[Dataset excerpts for pointing at objects]
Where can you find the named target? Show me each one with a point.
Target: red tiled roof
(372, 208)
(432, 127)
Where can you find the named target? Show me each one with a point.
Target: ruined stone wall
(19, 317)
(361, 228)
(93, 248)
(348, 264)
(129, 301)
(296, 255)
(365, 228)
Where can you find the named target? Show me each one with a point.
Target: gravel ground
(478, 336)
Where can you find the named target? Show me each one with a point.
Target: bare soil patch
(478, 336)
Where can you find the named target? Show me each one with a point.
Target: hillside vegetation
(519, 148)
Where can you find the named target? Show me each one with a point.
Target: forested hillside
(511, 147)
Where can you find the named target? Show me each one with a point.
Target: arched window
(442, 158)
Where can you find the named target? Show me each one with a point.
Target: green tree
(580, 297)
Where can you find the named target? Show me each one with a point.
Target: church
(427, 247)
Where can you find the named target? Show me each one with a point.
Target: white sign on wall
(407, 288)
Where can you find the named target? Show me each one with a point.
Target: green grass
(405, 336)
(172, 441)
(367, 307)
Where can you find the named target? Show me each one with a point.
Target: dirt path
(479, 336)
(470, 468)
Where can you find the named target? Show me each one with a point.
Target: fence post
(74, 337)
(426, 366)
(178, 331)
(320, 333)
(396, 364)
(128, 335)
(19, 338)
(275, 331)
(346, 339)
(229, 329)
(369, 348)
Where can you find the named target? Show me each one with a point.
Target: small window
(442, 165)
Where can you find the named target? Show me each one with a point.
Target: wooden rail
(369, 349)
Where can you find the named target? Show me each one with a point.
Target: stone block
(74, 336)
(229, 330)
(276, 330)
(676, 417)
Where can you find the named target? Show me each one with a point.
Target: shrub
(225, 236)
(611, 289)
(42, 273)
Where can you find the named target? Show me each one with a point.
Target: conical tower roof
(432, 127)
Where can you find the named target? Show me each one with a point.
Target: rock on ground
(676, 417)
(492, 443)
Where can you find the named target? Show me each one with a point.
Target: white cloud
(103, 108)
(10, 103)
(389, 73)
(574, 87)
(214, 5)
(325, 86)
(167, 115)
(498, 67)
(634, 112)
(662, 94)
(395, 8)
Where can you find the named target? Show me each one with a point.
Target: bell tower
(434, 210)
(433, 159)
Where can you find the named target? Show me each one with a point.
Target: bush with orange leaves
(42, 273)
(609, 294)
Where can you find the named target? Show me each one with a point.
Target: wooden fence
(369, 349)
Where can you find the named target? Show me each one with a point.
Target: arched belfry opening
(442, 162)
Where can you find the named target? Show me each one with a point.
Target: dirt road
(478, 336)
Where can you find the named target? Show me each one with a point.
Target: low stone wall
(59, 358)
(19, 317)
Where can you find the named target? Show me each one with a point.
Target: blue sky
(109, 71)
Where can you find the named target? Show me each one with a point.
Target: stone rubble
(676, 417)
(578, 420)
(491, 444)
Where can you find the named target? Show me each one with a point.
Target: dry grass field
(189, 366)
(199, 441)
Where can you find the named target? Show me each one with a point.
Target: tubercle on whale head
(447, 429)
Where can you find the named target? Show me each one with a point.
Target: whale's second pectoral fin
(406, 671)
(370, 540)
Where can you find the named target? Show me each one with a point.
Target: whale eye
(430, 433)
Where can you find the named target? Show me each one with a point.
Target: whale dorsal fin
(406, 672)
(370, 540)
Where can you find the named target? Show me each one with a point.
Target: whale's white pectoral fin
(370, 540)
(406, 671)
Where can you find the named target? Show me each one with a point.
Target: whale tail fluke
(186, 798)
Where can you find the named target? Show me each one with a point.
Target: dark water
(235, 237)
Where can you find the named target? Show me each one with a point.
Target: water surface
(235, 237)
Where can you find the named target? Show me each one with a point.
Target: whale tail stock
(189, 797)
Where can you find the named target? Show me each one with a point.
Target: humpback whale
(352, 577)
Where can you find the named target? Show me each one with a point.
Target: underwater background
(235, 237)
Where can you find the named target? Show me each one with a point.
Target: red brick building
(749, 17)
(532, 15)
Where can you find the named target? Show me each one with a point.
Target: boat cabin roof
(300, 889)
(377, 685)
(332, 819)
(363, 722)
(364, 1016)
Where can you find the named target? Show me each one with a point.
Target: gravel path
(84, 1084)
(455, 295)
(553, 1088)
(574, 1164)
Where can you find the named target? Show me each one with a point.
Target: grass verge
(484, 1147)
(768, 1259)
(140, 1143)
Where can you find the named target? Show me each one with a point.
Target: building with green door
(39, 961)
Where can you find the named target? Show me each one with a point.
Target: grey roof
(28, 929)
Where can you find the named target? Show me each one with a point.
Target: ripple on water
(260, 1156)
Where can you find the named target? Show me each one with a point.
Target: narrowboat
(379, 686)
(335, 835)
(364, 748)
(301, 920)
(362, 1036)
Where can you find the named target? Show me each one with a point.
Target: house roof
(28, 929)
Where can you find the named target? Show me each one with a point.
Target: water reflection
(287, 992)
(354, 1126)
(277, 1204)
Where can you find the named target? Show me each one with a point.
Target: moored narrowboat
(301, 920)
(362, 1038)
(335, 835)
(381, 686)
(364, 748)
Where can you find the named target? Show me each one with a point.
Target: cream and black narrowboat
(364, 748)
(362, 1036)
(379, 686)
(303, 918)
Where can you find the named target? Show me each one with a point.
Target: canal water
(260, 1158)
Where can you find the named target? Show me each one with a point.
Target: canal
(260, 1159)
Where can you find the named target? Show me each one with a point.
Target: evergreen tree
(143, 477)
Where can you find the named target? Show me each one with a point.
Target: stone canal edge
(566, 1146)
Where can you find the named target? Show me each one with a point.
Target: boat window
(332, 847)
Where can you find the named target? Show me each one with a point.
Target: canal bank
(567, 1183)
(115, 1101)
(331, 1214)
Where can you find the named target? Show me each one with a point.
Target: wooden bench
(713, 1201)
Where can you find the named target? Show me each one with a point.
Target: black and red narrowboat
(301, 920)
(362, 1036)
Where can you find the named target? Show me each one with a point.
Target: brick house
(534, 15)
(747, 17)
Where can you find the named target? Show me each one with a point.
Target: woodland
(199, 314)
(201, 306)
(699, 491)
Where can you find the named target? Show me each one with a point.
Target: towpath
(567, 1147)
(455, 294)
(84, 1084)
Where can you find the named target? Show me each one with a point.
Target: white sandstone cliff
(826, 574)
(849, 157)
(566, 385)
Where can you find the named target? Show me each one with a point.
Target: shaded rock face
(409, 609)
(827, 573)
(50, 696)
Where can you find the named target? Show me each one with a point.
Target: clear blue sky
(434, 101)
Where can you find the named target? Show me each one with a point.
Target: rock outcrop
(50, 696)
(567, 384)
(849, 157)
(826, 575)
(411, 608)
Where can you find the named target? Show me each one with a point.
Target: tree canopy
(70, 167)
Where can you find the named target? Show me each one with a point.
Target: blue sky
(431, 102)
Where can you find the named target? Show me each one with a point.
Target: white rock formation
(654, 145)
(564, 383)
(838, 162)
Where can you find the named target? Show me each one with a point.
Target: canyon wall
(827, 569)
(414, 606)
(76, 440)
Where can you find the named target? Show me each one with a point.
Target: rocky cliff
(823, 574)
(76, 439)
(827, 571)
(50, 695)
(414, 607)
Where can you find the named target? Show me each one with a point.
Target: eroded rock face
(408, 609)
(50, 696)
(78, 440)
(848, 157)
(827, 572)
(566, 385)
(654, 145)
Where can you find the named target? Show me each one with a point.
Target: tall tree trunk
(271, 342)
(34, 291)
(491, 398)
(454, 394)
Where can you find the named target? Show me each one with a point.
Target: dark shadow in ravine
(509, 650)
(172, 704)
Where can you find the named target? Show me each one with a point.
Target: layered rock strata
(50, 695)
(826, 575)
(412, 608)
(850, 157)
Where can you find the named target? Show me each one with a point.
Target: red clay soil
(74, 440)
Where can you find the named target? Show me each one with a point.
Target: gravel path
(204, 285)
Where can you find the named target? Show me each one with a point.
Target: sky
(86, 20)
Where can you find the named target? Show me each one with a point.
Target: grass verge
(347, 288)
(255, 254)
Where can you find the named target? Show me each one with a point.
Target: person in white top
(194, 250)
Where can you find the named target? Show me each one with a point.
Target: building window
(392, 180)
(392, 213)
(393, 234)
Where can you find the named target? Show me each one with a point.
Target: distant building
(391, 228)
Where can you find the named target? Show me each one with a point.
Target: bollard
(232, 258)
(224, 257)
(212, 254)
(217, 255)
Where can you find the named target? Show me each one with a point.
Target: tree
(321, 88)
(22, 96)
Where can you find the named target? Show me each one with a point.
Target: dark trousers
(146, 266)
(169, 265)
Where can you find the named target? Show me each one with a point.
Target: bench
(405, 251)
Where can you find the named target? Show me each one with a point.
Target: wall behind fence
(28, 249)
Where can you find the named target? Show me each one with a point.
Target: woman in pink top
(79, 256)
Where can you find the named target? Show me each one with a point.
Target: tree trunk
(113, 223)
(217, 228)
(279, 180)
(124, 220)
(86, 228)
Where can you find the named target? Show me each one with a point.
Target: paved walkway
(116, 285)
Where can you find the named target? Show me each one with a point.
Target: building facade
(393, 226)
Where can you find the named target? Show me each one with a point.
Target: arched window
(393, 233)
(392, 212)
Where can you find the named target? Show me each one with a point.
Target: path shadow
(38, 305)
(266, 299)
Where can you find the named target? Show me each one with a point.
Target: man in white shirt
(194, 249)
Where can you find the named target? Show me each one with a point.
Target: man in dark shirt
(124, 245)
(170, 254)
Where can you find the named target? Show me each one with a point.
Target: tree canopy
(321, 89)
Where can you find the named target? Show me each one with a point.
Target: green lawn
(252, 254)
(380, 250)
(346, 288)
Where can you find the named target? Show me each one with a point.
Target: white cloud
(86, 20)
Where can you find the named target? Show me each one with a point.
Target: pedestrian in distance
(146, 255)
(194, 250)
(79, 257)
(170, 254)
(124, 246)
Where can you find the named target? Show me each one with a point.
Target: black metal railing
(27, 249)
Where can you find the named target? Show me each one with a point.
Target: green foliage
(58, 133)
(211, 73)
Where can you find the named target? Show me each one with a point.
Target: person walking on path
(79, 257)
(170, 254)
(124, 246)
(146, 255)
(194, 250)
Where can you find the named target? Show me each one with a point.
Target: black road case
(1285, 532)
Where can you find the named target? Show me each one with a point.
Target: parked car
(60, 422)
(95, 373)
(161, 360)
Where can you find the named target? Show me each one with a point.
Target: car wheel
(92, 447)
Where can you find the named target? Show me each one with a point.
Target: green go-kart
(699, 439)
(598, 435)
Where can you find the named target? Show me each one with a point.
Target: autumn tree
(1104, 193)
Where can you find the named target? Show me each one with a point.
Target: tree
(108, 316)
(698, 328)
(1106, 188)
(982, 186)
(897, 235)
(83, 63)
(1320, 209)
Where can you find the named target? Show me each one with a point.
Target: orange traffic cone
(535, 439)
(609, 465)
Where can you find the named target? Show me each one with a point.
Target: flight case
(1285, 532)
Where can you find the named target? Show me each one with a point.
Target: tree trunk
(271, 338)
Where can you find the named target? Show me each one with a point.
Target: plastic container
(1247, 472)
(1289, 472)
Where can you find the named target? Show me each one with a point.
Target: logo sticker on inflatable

◆ **DIRECTION**
Count the lines of the listing above that contain the string "fence". Give only the number.

◆ **TASK OUTPUT**
3